> Page extract:
start

Cash basis accounting
Cash basis accounting records revenue and expenses only when money actually moves in or out of the bank. It is simpler than accrual accounting and common among small sole proprietors, though it can distort results when income and related costs fall in different periods.
Cash Flow Forecast
A cash flow forecast projects the cash a business expects to receive and pay out over a future period, so owners can see when balances may run short. It is a core planning tool for managing liquidity and timing decisions.
Cash Runway
Cash runway is how long a company can keep operating before it runs out of cash, found by dividing the current cash balance by the monthly burn rate. It tells founders how much time they have before they need new revenue or funding.
CCA Class
A CCA class is a category the tax rules use to group depreciable assets, with each class having its own prescribed rate and treatment. The class an asset falls into determines how quickly its cost can be deducted as capital cost allowance.
Certificate of Incorporation
A certificate of incorporation is the official document issued by the corporate registry confirming that a corporation has legally come into existence. It states the corporation's name and the date incorporation took effect.
Chart of accounts
The chart of accounts is the organized list of every account a business uses to record transactions, grouped into assets, liabilities, equity, revenue, and expenses. A well-structured chart makes reporting and tax filing easier.
Common Share
A common share is the basic class of ownership in a corporation, typically carrying the right to vote, receive dividends when declared, and share in any assets left after creditors and preferred shareholders are paid. Common shareholders usually rank last in a wind-up.
Conflict of Interest
A conflict of interest arises when a director or officer's personal interests could interfere with their duty to act in the best interests of the corporation. Those involved are generally required to disclose the conflict and refrain from voting on the affected matter.

end

> Job 1: Rewrite the paragraph of the glossary that begins "Cash runway is how long" as a short bulleted list that keeps its main facts.
The glossary of business terms has no connection to the rows that follow it.

> Data:
start

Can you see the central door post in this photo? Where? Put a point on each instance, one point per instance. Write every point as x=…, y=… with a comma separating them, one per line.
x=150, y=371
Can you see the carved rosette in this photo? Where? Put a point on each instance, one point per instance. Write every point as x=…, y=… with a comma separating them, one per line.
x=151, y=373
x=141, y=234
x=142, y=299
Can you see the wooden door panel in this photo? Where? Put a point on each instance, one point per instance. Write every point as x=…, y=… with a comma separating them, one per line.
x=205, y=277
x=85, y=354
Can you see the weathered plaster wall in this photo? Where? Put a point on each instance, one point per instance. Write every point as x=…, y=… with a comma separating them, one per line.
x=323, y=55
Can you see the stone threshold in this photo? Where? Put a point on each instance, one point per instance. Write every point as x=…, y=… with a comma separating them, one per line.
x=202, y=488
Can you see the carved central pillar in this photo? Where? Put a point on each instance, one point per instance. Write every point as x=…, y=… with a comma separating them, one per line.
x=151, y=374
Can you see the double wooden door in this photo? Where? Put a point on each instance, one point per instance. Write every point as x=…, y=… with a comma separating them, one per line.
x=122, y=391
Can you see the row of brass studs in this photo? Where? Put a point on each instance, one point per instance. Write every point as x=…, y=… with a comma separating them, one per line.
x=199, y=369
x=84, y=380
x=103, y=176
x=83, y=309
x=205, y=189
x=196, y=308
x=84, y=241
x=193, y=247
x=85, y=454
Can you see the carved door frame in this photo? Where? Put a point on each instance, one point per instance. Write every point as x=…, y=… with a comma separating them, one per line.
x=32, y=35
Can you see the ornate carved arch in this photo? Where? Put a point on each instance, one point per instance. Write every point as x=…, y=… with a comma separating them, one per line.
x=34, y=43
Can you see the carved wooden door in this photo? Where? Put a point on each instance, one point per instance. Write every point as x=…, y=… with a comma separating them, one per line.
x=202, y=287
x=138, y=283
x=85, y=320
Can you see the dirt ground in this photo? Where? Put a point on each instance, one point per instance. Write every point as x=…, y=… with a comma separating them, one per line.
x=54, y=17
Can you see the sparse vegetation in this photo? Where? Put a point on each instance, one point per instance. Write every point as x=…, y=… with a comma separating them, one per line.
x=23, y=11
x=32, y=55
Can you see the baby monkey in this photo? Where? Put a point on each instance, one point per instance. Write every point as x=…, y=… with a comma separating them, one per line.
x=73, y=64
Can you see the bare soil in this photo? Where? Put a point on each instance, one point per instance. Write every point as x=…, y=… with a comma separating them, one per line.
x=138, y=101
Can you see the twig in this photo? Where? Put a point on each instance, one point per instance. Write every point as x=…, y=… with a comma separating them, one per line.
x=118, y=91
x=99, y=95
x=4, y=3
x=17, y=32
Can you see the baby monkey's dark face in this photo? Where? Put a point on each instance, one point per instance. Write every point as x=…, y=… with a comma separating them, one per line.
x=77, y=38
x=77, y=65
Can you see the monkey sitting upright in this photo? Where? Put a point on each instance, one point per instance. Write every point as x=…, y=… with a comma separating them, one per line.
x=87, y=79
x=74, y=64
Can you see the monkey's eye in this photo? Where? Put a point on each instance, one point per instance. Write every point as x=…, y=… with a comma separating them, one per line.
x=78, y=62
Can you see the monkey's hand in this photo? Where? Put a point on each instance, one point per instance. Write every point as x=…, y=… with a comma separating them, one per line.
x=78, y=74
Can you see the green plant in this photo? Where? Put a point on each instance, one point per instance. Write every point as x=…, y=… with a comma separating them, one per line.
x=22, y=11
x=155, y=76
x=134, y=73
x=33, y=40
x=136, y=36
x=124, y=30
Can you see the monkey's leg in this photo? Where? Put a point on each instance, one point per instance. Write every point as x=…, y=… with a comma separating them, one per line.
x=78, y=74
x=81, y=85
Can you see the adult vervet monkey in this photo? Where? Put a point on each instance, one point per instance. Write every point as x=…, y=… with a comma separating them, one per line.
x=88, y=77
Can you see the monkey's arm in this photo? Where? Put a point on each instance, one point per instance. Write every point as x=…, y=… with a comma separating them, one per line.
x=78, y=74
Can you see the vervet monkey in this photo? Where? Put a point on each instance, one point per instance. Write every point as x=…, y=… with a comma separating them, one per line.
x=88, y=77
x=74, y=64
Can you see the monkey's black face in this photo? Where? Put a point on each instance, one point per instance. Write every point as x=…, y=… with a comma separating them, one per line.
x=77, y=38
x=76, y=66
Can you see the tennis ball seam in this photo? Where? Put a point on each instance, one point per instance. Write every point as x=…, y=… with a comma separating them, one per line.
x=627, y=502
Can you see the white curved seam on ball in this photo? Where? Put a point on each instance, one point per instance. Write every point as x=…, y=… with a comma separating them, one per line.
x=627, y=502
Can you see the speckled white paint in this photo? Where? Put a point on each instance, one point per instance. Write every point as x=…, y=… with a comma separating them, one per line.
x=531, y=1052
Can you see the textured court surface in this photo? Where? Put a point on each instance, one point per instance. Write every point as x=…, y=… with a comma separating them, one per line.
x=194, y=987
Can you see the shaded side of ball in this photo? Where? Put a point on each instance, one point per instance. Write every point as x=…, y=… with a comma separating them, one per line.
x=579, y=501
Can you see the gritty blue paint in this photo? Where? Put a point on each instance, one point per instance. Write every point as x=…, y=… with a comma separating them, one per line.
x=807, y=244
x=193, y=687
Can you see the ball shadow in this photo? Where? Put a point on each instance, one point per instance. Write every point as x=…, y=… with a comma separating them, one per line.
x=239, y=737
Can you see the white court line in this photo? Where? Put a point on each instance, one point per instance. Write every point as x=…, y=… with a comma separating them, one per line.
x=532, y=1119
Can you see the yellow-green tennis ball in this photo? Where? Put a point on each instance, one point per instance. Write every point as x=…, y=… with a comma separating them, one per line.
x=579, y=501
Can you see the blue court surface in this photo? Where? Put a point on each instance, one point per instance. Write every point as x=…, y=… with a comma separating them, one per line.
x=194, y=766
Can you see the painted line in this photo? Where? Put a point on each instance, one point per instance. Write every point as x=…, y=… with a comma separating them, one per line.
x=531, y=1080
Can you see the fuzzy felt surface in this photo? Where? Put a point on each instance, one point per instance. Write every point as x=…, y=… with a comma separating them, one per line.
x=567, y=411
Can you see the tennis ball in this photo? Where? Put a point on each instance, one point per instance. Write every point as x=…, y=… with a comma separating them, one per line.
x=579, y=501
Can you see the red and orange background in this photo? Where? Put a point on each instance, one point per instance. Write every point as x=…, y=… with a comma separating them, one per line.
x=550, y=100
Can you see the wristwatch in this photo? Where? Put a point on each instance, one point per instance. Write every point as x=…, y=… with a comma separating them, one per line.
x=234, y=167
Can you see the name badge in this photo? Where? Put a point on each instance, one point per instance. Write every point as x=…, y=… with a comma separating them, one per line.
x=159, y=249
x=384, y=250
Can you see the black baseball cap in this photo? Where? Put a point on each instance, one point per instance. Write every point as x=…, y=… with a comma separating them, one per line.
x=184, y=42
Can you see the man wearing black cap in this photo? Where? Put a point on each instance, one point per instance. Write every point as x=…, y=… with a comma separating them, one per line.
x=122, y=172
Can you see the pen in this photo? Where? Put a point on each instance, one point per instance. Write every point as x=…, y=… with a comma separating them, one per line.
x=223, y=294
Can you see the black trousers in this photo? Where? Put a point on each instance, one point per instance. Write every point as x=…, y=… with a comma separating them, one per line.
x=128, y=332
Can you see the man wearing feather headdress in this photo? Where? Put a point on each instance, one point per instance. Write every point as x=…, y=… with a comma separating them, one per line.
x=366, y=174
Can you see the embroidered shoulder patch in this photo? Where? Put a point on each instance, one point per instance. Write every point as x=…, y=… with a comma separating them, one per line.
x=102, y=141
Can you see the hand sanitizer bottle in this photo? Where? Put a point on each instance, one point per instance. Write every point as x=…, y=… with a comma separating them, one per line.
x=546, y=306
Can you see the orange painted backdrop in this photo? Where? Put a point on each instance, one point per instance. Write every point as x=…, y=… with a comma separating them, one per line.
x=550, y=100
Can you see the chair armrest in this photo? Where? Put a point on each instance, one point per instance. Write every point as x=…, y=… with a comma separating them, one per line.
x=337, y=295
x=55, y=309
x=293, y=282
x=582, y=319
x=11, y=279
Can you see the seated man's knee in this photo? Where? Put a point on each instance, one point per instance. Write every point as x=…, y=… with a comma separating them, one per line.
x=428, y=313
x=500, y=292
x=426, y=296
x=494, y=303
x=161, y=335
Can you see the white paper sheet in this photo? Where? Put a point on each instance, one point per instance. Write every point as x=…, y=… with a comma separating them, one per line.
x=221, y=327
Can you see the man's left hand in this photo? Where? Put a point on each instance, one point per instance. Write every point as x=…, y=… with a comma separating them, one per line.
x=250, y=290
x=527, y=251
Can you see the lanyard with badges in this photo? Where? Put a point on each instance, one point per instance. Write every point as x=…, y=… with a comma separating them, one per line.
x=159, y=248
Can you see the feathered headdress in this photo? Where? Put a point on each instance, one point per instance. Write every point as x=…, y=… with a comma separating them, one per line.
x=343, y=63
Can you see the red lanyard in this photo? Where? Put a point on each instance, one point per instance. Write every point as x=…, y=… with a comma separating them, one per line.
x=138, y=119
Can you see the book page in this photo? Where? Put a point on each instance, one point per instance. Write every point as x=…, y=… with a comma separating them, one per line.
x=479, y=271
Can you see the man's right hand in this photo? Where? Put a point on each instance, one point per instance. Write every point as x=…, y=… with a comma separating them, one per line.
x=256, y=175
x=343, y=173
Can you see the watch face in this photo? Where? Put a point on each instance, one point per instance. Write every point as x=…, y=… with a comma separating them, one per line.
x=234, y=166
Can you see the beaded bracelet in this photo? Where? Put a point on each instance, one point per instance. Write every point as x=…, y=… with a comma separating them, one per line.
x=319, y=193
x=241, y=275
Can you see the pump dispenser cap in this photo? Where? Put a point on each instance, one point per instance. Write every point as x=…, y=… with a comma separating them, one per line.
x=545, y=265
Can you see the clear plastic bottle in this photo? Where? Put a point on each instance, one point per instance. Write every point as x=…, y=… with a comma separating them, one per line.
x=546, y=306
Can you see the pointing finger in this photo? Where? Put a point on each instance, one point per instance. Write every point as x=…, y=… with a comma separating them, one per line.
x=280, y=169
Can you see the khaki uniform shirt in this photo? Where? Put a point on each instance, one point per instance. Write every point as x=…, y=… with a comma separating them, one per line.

end

> Job 2: Rename "name badge" to "ID badge" in the rows, starting with the line that contains "Can you see the tennis ball in" and going on through the line that contains "x=122, y=172". Return only those lines, with nothing else altered.

> Expected answer 1:
- Cash runway: how long a company can keep operating before its cash runs out.
- Calculation: current cash balance divided by monthly burn rate.
- Purpose: shows founders how much time remains before they need new revenue or funding.

> Expected answer 2:
Can you see the tennis ball in this photo? Where? Put a point on each instance, one point per instance. Write every point as x=…, y=… with a comma separating them, one per line.
x=579, y=501
Can you see the red and orange background in this photo? Where? Put a point on each instance, one point per instance. Write every point as x=…, y=… with a comma separating them, one per line.
x=550, y=100
Can you see the wristwatch in this photo? Where? Put a point on each instance, one point per instance. Write every point as x=…, y=… with a comma separating them, one per line.
x=234, y=167
Can you see the ID badge in this photo? Where? Put a point on each instance, one point per instance. Write every point as x=…, y=… with a comma separating them, one per line.
x=159, y=249
x=384, y=250
Can you see the black baseball cap in this photo? Where? Put a point on each instance, one point per instance. Write every point as x=…, y=… with a comma separating them, one per line.
x=184, y=42
Can you see the man wearing black cap in this photo? Where? Put a point on each instance, one point per instance. Write every point as x=…, y=… with a comma separating them, one per line.
x=122, y=172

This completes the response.